> SOURCE EXCERPT
Archive for the ‘SQL’ Category
* Drupal Vacation Week
Posted on April 18th, 2008 by Phil. Filed under CCK, CVS, Drupal, Install Profiles, MySQL, SQL, SVN, Views.
I don’t know about where you live, but this week coming up is school vacation week around here. As the father of two of bundles of joy, I’ll be taking next week off have some Q.T. with the family as we parade around northern New England, doing what families do (e.g. goofing off, yelling, getting chocolate out of the kids’ hair, etc.).
That means, sadly, that I’ll have to tear myself away from Drupal 6 for a week (really, not a problem, believe me). In preparation for the week off I’ve been busy as all get out trying to reach the milestone that we’ve dubbed the first code merge. By that I mean it’s the first chance for Pete and I to merge the work we’ve been doing on the first phase of our rebuild, the new TV Programs and Schedule module.
Up until now, we’ve working separately (a separate peace, if you will), developing on our own Drupal installs on our development server. Pete has been creating a theme to match the current WGBH.org template (look and feel changes to the site will come in phase 2). I’ve been busy getting the PBS/TV Guide XML data import running, as well as working up the basic functionality of our Programs A-Z page and the Full Day Schedules by Channel pages.

> INFORMATION PROVIDED

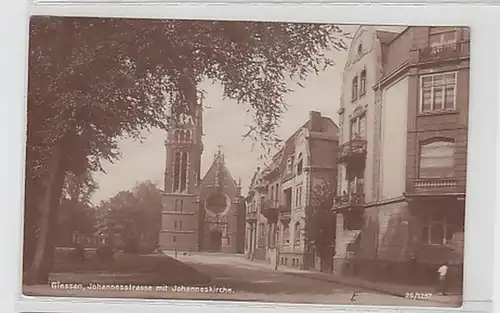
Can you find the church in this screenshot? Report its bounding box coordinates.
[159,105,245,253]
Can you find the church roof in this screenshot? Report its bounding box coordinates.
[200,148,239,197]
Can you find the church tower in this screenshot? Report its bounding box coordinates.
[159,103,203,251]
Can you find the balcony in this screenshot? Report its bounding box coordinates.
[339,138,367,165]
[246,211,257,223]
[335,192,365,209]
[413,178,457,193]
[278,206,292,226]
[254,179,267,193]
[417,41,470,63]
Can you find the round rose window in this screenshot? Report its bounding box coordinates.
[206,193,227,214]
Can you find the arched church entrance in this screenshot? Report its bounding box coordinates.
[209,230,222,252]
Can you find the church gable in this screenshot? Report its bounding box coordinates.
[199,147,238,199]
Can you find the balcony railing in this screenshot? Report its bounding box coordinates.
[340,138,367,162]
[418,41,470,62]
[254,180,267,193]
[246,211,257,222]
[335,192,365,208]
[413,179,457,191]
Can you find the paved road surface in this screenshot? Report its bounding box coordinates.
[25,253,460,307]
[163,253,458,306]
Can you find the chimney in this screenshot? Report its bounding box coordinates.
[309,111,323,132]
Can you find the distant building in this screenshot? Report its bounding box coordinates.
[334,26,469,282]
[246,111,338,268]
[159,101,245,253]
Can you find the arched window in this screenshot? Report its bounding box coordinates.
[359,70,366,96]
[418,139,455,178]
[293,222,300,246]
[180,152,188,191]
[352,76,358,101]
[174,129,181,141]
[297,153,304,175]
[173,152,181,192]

> BRIEF 1
Answer these questions using the Drupal vacation week post, one line per answer, marked (a), (b), (c):
(a) What is the new module being built in the first phase of the rebuild?
(b) What template is Pete's theme meant to match?
(c) Which data import has the writer been getting running?
> BRIEF 2
Decide whether each statement agrees with the Drupal vacation week post. Answer yes or no, and quote the words from the post that settle it.
(a) The post was filed under Views.
(b) Look and feel changes to the site will come in phase 1.
(c) Pete and the writer have been developing on a single shared Drupal install.
> BRIEF 3
Write a continuation of the Drupal vacation week post, starting after its last sentence.

> OUTPUT 1
(a) The TV Programs and Schedule module.
(b) The current WGBH.org template.
(c) The PBS/TV Guide XML data import.

> OUTPUT 2
(a) Yes: "Filed under CCK, CVS, Drupal, Install Profiles, MySQL, SQL, SVN, Views."
(b) No: "look and feel changes to the site will come in phase 2"
(c) No: "developing on our own Drupal installs on our development server"

> OUTPUT 3
Anyway, it’s high time that we finally incorporated each other’s changes into our own working install. So, this week was devoted to working out a process, not just for a one time code merge, but for rolling out our development work to each other, as well as to a staging area and to live installs going forward.
Currently, we’ve basically got a theme and a custom module for TV schedules. Managing the code is easy; everything is managed in a local SVN repository. Core Drupal and contributed modules and themes are pulled down via CVS and checked into SVN. So the entire code tree can be easily managed across multiple developers and pushed up to staging and live environments via SVN commands.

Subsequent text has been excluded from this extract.